**Task set**
(1) Please list every year named in the bulleted key findings of the hotel CapEx summary, each year once.
(2) In the hotel CapEx summary, shorten the bullet beginning "Over this cycle, REITS" to a single sentence that keeps both figures and the stated reasons.
(3) Extend the hotel CapEx summary with further text that follows on from its final bullet.

The International Society of Hospitality Consultants (ISHC) and the Hotel Asset Managers Association (HAMA) have introduce the ISHC CapEx 2014: A Study of Capital Expenditures in the Hotel Industry. Here are the key findings based on STR data from 502 hotels in the United States:

  • Capital spending for all properties was impacted by the current economic cycle with 2010 representing the lowest spend in the reporting cycle of this study.
  • Capital spending in 2012 at 9.4% has rebounded to levels experienced in 2007, but still below the peak in 2008 at 11.4%.
  • Repair and maintenance (R&M) spending fell within a range of 4.2% and 5.1% with highest levels of spend in 2009 and 2010 as the economy had a more severe impact in the hotel industry.
  • Spending in 2009 was at 5.1% and 2011 at 5% and by 2012, spend returned to more normalized levels at 4.5%.
  • Over this cycle, REITS significantly outspent all other ownership types at 9.5% versus 4%. This is attributed to the repositioning and branding initiatives, in addition to the REITs taking advantage of downturn to deploy available reserves to prepare properties for the anticipated recovery.

**Extracted information**
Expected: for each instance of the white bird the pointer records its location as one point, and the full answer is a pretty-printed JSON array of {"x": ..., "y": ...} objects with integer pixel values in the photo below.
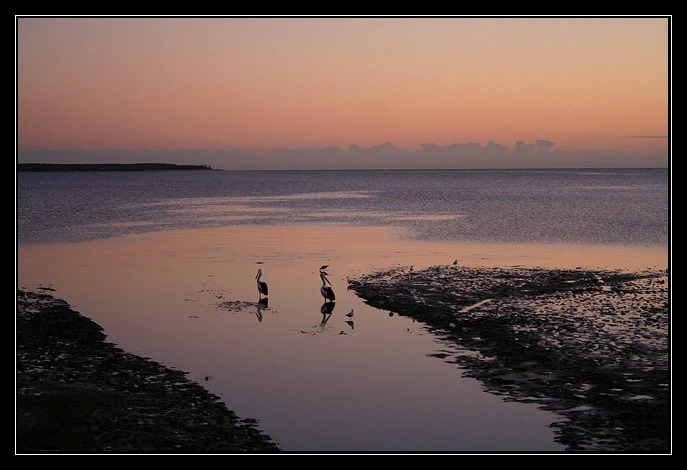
[
  {"x": 326, "y": 291},
  {"x": 262, "y": 285}
]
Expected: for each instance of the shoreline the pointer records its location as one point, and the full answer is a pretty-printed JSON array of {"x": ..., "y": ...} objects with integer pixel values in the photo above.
[{"x": 590, "y": 345}]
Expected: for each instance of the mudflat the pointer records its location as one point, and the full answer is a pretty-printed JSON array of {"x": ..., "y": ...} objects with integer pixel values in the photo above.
[{"x": 591, "y": 346}]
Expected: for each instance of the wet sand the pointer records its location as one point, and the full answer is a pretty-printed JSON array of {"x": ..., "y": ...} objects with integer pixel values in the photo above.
[
  {"x": 592, "y": 346},
  {"x": 80, "y": 394}
]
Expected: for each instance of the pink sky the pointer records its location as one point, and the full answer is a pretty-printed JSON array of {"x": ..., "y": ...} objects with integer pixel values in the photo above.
[{"x": 254, "y": 84}]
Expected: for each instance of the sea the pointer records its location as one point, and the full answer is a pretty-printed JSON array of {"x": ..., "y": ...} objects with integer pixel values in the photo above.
[{"x": 166, "y": 262}]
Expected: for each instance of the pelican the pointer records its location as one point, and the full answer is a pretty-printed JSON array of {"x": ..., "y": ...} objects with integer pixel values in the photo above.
[
  {"x": 326, "y": 291},
  {"x": 262, "y": 285}
]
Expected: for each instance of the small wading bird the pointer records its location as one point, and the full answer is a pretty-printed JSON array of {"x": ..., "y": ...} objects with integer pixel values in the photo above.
[
  {"x": 262, "y": 285},
  {"x": 326, "y": 291}
]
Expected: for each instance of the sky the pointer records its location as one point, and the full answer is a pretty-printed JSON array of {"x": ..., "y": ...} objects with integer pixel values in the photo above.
[{"x": 345, "y": 92}]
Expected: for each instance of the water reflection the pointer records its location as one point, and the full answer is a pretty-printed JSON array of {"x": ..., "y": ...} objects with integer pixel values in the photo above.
[
  {"x": 326, "y": 290},
  {"x": 261, "y": 304}
]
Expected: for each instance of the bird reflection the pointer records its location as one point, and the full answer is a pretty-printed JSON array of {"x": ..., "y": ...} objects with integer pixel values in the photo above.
[
  {"x": 262, "y": 285},
  {"x": 262, "y": 303},
  {"x": 326, "y": 310}
]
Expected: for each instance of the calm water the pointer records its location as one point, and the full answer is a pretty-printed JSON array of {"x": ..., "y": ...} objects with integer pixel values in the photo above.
[
  {"x": 627, "y": 207},
  {"x": 166, "y": 263}
]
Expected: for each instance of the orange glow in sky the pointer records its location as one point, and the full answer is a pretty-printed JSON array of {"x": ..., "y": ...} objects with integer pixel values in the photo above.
[{"x": 232, "y": 83}]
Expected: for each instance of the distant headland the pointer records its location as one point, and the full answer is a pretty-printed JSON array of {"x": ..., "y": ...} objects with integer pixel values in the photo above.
[{"x": 108, "y": 167}]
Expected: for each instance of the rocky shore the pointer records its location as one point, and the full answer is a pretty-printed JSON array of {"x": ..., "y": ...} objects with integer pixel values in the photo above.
[
  {"x": 76, "y": 393},
  {"x": 591, "y": 346}
]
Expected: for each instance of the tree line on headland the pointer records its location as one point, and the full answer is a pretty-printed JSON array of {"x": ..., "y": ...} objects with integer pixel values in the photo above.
[{"x": 107, "y": 167}]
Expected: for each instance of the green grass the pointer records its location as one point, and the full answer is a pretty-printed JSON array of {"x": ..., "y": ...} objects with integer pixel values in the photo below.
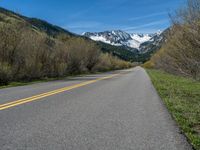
[{"x": 182, "y": 98}]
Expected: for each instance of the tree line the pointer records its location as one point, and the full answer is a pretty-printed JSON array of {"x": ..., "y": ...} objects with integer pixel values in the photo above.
[
  {"x": 181, "y": 52},
  {"x": 27, "y": 54}
]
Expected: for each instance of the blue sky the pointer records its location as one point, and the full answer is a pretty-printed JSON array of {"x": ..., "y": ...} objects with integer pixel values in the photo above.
[{"x": 134, "y": 16}]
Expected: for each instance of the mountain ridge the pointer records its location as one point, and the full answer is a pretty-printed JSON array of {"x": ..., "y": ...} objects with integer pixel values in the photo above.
[{"x": 121, "y": 38}]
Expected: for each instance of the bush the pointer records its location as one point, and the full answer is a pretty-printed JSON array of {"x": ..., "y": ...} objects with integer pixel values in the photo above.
[
  {"x": 5, "y": 74},
  {"x": 181, "y": 53},
  {"x": 27, "y": 55}
]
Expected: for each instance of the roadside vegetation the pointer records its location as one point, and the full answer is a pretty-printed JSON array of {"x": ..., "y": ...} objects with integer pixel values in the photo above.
[
  {"x": 28, "y": 54},
  {"x": 180, "y": 55},
  {"x": 182, "y": 98},
  {"x": 175, "y": 70}
]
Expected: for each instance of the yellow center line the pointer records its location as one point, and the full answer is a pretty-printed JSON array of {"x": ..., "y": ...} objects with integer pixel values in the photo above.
[{"x": 50, "y": 93}]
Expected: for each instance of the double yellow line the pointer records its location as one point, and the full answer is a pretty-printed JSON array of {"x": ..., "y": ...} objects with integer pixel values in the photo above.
[{"x": 50, "y": 93}]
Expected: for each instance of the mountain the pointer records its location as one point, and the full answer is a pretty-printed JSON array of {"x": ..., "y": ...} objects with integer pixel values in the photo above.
[
  {"x": 130, "y": 47},
  {"x": 121, "y": 38}
]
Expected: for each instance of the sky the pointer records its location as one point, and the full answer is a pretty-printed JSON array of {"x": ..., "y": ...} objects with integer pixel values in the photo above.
[{"x": 78, "y": 16}]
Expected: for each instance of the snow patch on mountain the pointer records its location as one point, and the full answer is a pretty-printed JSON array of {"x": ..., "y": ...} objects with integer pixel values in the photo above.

**Replies**
(1) 2007, 2008, 2009, 2010, 2011, 2012

(2) REITs spent far more than any other ownership type over the cycle (9.5% versus 4%) because of repositioning and branding initiatives and because they used the downturn to deploy available reserves to prepare properties for the expected recovery.

(3)
  • Properties built prior to 1990 had the highest capital spend at 9.6% with properties built between 1990 and 2000 spending 7% and post-2000 at 2.9%.
  • 2012 combined spend of capital and R&M at 13.9% was the second highest year of the six-year study behind 2008 at 16%.

The study represents 42 hotel brands and independent hotels (44% full-service; 39% select-service; and 17% extended-stay). Fully, 36% were under 10 years old, 22% between 11 and 20 years old, 23% between 21 and 30 years, and 19% over 31 years of age. Over the period of the study, hotels in the study generated US$36.5 billion in revenues, spent US$3 billion in capital and US$1.7 billion in R&M.